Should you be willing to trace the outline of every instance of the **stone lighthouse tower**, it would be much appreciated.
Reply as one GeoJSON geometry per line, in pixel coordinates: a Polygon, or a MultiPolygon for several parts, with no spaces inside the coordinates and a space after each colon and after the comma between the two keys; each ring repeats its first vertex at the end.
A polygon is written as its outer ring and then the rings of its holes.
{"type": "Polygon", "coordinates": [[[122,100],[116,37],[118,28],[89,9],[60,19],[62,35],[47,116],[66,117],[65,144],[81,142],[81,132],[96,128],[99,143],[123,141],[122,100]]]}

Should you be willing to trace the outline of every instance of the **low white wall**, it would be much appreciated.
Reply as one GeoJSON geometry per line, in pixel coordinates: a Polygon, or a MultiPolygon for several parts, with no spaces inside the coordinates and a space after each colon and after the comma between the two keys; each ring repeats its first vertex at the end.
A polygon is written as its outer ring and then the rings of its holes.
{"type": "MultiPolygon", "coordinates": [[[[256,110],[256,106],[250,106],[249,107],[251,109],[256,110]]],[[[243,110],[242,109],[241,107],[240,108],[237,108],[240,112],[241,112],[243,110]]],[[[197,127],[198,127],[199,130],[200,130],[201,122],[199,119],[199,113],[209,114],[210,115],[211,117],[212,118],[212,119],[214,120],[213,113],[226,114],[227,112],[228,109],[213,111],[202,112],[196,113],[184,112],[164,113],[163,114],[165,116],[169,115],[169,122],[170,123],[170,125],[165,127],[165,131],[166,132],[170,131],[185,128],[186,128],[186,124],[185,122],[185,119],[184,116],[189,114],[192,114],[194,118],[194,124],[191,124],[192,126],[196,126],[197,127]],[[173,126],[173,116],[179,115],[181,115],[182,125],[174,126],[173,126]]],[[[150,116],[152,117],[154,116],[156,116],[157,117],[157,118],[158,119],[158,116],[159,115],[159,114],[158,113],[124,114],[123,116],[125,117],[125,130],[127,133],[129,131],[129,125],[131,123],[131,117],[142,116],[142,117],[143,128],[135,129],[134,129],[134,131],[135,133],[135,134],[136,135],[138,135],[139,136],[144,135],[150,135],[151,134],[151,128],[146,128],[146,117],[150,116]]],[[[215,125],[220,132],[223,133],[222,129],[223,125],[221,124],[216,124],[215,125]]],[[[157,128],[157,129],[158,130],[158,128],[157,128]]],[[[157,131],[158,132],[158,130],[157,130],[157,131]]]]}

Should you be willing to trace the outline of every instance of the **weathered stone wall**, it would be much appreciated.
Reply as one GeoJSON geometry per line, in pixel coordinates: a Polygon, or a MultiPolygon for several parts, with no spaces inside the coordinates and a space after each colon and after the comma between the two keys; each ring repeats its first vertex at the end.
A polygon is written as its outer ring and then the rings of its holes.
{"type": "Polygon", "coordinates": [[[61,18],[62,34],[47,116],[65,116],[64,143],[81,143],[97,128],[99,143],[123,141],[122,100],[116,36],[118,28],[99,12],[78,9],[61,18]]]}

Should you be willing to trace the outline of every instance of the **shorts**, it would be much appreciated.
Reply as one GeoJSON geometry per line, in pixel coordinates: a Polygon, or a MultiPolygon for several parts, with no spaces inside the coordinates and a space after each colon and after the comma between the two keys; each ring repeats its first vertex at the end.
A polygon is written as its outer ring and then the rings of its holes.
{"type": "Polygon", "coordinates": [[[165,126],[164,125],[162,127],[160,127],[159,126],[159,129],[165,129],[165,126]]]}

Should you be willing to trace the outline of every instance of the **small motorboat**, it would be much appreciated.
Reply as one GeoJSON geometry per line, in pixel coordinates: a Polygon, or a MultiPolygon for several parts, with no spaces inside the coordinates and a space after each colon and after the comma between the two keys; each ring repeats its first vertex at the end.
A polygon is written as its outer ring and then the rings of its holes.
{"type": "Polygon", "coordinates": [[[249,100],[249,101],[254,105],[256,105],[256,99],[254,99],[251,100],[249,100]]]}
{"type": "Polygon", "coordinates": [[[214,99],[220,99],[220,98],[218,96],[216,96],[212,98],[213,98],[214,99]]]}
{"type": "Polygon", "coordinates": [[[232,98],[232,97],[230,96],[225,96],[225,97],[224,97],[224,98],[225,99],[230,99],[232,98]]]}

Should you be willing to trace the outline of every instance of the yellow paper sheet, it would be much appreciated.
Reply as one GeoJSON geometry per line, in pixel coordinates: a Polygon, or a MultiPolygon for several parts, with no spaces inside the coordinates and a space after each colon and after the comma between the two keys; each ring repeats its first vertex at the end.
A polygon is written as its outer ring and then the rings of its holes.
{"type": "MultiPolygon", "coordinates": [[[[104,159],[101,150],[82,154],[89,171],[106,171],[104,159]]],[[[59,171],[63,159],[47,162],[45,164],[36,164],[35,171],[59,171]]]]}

Problem to solve — Starting at the line that contains "sheet, it would be much appreciated." and ending at the final line of the listing, arrange those lines as a numbered list and omit any blank lines.

Finished exercise —
1. Should you be willing to trace the outline of every instance of the yellow paper sheet, it would be much appreciated.
2. Reply as one GeoJSON geometry per line, in pixel coordinates: a Polygon, or a MultiPolygon for several parts, with no spaces inside the coordinates and a space after each colon and after the comma between the two keys; each ring repeats its first vertex at the end.
3. A polygon is written as its outer ring and then the rings of its holes.
4. {"type": "MultiPolygon", "coordinates": [[[[104,159],[101,150],[82,154],[89,171],[106,171],[104,159]]],[[[59,171],[63,159],[47,162],[45,164],[36,164],[35,171],[59,171]]]]}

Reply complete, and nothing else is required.